PROVIDED RECORDS
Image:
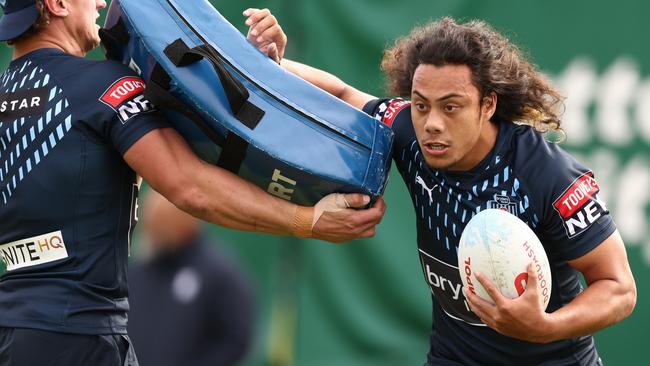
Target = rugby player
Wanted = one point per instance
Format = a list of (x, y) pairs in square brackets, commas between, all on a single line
[(69, 161), (471, 138)]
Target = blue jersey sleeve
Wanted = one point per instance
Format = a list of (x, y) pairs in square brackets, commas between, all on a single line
[(112, 106), (575, 218)]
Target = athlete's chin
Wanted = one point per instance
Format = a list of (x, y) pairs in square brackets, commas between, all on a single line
[(438, 163)]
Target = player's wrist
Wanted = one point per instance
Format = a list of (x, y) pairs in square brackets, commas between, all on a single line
[(302, 222)]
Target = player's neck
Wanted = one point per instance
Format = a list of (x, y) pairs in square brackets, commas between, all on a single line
[(47, 40)]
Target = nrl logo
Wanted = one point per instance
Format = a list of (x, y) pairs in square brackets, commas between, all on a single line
[(503, 203)]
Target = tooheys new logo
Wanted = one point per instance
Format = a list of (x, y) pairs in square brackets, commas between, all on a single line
[(126, 99), (579, 205)]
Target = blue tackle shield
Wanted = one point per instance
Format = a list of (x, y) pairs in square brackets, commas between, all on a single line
[(240, 110)]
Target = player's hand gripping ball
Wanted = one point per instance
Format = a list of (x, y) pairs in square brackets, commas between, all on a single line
[(500, 245)]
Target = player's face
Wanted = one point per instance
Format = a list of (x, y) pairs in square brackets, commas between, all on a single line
[(452, 127), (84, 14)]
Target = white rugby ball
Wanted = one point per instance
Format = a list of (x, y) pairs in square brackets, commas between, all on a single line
[(500, 245)]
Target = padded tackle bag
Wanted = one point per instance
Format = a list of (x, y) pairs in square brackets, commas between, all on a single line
[(240, 110)]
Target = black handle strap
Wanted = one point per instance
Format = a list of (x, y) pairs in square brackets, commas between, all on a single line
[(233, 147), (114, 39), (181, 55)]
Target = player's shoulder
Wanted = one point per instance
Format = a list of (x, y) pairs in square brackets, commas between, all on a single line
[(544, 166)]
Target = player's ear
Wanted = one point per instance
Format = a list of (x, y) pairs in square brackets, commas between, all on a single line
[(489, 105), (58, 8)]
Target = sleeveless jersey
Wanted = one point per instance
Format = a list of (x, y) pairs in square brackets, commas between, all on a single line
[(67, 198)]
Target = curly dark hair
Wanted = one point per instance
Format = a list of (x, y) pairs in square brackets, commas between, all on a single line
[(524, 95), (42, 21)]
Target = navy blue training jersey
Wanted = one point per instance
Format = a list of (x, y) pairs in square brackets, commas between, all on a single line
[(67, 198), (531, 178)]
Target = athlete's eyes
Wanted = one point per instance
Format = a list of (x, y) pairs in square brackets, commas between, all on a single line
[(420, 107)]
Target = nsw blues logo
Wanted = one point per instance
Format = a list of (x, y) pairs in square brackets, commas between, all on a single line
[(126, 98), (504, 203)]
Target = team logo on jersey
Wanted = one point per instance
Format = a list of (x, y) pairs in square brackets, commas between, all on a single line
[(420, 181), (126, 98), (23, 103), (504, 203), (393, 109), (33, 251), (579, 205)]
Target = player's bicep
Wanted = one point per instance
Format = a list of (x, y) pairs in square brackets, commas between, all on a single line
[(607, 261), (164, 160)]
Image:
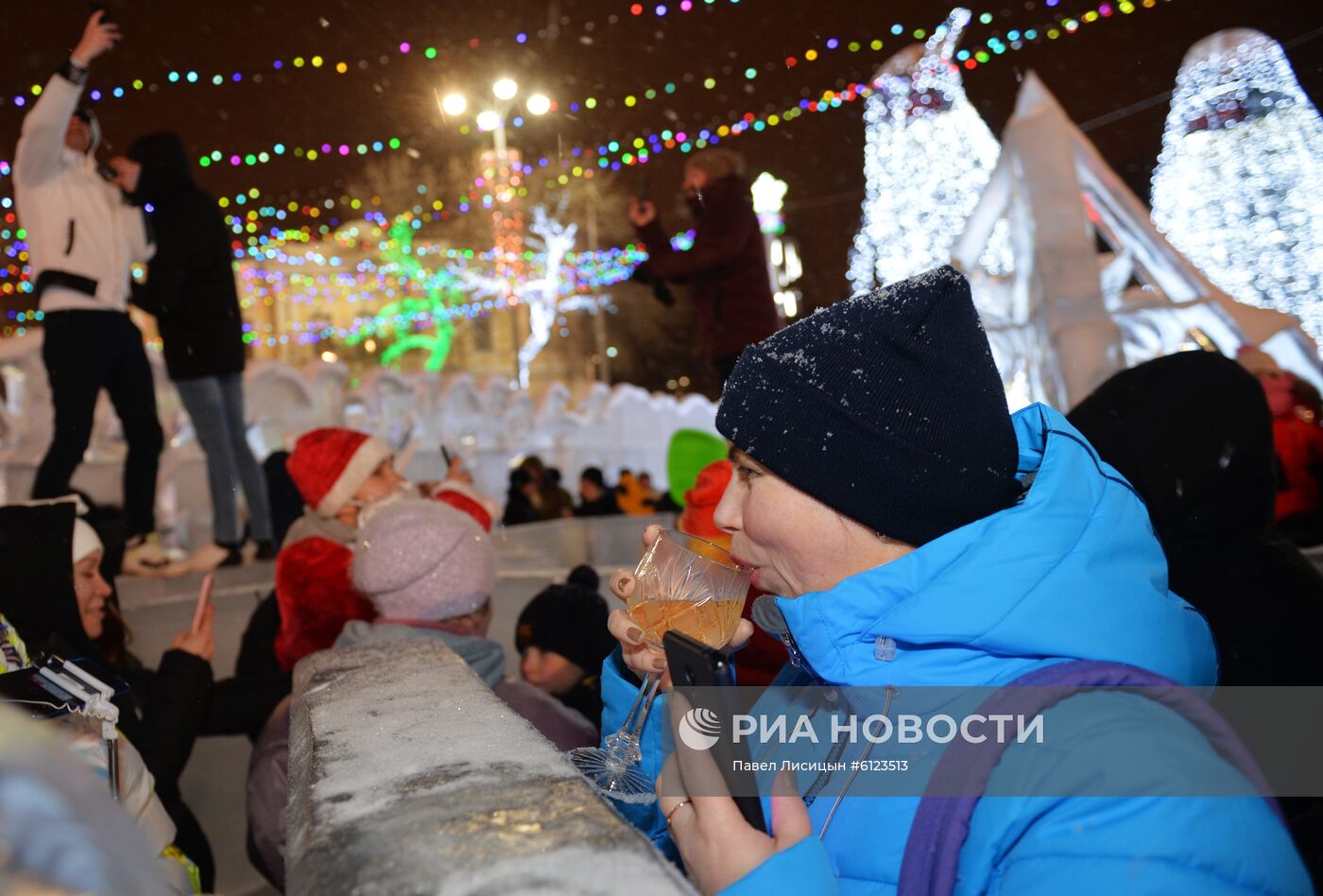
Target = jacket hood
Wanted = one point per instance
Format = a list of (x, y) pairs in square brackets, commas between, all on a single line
[(485, 657), (1213, 475), (37, 595), (165, 169), (1074, 571)]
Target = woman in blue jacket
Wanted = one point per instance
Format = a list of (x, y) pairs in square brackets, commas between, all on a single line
[(919, 535)]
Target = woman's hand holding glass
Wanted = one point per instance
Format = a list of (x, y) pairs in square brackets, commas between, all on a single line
[(638, 654)]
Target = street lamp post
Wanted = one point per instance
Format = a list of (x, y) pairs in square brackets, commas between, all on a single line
[(505, 176)]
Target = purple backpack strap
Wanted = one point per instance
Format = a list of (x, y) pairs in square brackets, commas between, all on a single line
[(942, 823)]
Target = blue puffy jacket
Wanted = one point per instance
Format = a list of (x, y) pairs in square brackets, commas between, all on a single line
[(1071, 572)]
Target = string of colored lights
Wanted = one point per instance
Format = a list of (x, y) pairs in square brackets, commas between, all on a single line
[(313, 62), (970, 59), (654, 146), (654, 143)]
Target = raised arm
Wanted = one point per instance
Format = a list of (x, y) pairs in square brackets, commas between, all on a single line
[(43, 128)]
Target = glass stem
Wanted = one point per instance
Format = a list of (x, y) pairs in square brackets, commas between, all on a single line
[(624, 747), (627, 726)]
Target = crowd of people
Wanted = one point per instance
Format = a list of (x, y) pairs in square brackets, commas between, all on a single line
[(912, 529), (536, 494)]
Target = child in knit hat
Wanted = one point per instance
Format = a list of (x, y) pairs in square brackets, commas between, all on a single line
[(340, 473), (562, 640), (429, 572)]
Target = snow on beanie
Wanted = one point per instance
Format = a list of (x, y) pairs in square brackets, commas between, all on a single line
[(423, 560), (330, 465), (85, 539), (886, 406)]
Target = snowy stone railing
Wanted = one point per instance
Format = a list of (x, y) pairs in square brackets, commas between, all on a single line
[(409, 776)]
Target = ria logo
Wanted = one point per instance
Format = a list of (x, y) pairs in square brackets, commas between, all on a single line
[(698, 728)]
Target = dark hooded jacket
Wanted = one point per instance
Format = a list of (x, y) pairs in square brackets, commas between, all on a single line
[(727, 267), (163, 713), (1194, 434), (191, 278)]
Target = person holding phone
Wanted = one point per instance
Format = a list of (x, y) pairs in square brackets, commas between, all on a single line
[(59, 602), (727, 267), (919, 535), (82, 240)]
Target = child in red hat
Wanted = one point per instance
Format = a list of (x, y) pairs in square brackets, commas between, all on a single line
[(339, 473)]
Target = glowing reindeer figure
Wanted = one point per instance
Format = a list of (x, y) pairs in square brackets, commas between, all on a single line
[(542, 295)]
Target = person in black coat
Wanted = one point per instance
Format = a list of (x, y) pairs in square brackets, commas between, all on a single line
[(595, 498), (519, 499), (727, 265), (191, 290), (164, 711), (1194, 436)]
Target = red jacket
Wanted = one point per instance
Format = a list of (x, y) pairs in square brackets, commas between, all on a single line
[(727, 268), (1299, 449)]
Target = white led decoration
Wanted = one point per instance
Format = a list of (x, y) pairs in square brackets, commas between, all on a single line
[(926, 161), (1239, 185)]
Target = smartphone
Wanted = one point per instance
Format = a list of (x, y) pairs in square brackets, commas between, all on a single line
[(35, 695), (204, 597), (707, 678)]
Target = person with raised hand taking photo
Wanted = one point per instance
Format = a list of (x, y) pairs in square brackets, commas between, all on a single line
[(83, 238)]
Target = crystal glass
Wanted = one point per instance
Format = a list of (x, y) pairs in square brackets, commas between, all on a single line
[(681, 582)]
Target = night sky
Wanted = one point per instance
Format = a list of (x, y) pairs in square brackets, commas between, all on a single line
[(575, 49)]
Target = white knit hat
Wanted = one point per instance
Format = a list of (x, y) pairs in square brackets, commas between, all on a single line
[(85, 539)]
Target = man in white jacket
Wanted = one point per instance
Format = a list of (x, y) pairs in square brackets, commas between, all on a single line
[(83, 238)]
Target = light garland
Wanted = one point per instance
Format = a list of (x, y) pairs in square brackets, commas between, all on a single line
[(1239, 184), (257, 205), (995, 45), (184, 77)]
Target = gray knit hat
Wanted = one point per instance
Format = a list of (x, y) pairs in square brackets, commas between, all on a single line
[(423, 560)]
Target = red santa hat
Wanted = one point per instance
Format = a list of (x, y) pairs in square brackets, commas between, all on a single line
[(330, 465)]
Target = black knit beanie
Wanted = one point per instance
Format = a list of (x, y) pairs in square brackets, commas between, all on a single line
[(885, 406), (568, 620)]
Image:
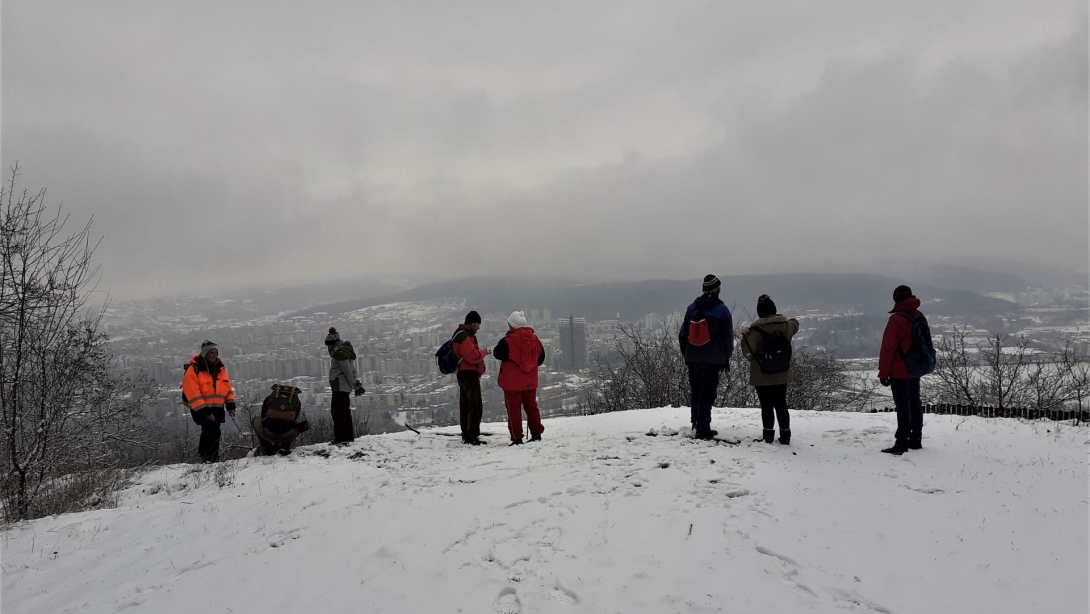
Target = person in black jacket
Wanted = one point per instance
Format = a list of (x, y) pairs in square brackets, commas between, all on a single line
[(706, 339)]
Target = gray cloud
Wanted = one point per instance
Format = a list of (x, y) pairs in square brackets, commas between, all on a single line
[(238, 144)]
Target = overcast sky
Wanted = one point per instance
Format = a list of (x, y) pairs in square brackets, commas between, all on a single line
[(233, 143)]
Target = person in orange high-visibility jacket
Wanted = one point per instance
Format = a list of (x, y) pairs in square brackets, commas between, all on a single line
[(207, 392)]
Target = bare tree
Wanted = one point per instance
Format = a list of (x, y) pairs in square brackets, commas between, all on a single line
[(60, 406), (956, 377), (649, 371), (1004, 370)]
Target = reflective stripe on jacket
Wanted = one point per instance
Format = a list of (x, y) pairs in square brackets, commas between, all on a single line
[(201, 390)]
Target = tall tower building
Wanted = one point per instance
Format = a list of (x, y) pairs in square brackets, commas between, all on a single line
[(573, 341)]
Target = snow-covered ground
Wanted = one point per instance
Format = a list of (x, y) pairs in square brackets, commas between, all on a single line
[(990, 517)]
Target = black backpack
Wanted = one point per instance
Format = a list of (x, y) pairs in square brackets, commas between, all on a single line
[(282, 404), (445, 356), (775, 354), (920, 358)]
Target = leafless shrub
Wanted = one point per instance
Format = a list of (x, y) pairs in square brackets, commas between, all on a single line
[(60, 405), (649, 371)]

WHAT IS BEING ASKED
Copy out the lines starting with the one containing "Target = reflective stripe on jacket" and running through the last line, requests included. Shift every x and y coordinate in the answers up by 113.

RESPONSE
Target = reflective stripe on jacket
Wanted = one point per instance
Format = a list of (x, y) pairs in square brackets, commas between, all on a single line
[(314, 503)]
Target = tall tower building
Wanted = one point per instance
Format = a list of (x, y) pairs in square brackets, commas between, all on a single line
[(686, 454)]
Target = snow-covered ground
Wanted = one point per instance
Format = a list of (x, y) pairs in square brackets, commas between, all on a single line
[(1103, 630)]
Target = black backpack
Wanted = one point per instance
Format = a list of (x, y) pairs in square brackets, commas between, all on a single line
[(395, 517), (558, 469), (888, 467), (1033, 471)]
Target = leafless shrub
Wanted = one point per instance
Format = a list of (x, y) pairs in square brackets, commas between, all on a single line
[(173, 518), (762, 484)]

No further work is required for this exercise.